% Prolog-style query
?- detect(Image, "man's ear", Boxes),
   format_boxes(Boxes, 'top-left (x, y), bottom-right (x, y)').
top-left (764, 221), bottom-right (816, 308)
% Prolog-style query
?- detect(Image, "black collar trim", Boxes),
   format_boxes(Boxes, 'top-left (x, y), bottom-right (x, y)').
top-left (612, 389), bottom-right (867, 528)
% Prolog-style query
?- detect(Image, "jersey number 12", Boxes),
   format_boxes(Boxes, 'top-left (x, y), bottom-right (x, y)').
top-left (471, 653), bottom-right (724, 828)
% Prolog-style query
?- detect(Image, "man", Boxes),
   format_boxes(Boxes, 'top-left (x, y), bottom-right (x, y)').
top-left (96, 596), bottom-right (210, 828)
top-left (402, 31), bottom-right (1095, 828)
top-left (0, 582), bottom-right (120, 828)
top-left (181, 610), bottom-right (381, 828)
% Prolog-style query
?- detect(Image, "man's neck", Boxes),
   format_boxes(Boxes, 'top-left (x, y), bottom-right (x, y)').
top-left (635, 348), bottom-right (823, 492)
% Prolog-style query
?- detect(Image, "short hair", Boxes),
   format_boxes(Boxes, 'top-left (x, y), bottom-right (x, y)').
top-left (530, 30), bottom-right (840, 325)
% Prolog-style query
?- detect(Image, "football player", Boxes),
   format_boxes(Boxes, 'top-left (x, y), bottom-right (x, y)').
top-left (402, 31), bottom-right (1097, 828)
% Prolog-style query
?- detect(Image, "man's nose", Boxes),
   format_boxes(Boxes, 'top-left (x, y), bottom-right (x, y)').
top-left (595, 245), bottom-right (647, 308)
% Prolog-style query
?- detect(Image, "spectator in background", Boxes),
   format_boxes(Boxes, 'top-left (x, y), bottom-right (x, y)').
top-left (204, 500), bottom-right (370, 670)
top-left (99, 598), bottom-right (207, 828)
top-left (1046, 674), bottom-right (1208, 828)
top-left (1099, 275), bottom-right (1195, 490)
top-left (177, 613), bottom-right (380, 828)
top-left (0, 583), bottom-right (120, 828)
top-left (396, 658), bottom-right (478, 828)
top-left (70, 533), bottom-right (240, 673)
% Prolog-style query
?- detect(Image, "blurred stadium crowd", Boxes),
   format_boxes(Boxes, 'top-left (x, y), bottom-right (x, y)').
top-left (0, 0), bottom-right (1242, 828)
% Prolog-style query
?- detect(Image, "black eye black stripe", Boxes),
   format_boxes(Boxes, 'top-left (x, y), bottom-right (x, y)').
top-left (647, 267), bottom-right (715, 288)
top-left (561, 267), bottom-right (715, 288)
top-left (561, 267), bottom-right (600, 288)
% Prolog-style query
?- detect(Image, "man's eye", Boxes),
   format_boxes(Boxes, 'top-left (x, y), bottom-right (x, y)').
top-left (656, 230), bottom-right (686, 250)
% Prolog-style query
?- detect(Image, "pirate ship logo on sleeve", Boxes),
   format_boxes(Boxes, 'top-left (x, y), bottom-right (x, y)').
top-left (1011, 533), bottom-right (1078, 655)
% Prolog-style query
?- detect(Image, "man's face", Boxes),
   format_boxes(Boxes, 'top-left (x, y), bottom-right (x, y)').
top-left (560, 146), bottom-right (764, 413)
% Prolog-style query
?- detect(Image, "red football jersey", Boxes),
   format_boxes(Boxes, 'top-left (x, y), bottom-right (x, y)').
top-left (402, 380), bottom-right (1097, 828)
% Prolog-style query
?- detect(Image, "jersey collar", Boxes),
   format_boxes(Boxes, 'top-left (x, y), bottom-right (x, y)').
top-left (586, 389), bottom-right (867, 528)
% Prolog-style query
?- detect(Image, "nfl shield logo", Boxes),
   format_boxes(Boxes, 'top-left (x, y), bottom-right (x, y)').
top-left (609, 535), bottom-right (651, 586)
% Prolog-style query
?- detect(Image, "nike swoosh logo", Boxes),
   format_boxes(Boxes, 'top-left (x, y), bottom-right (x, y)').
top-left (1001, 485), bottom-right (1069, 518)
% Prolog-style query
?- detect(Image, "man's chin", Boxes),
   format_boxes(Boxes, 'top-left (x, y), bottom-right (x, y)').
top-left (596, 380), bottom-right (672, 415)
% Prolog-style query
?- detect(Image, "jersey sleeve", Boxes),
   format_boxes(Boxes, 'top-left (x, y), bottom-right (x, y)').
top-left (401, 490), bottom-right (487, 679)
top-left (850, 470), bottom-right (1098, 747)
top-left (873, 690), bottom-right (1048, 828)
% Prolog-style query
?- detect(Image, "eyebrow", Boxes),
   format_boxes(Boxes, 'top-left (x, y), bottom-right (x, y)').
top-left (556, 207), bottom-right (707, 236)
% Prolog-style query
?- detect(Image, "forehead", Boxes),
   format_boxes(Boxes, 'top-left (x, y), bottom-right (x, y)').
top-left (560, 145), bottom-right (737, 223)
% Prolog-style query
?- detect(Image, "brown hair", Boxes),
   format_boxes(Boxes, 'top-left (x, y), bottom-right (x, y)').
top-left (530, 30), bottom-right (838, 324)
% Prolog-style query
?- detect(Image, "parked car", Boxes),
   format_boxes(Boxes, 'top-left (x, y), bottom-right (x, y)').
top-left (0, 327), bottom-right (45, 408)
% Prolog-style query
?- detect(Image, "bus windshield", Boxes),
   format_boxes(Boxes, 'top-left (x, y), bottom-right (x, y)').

* [Directive] Copy the rows word for word, starting from the first line at the top and ending with the line that contains "top-left (471, 653), bottom-right (724, 828)", including both of those lines.

* [Problem solution]
% Prolog-style query
?- detect(Image, "man's ear", Boxes),
   format_boxes(Boxes, 'top-left (x, y), bottom-right (x, y)').
top-left (764, 221), bottom-right (816, 308)
% Prolog-style query
?- detect(Image, "black collar trim", Boxes),
   format_boxes(Boxes, 'top-left (x, y), bottom-right (x, y)').
top-left (612, 389), bottom-right (867, 528)
% Prolog-style query
?- detect(Image, "jersey number 12", Boxes),
   format_boxes(Boxes, 'top-left (x, y), bottom-right (x, y)').
top-left (471, 653), bottom-right (724, 828)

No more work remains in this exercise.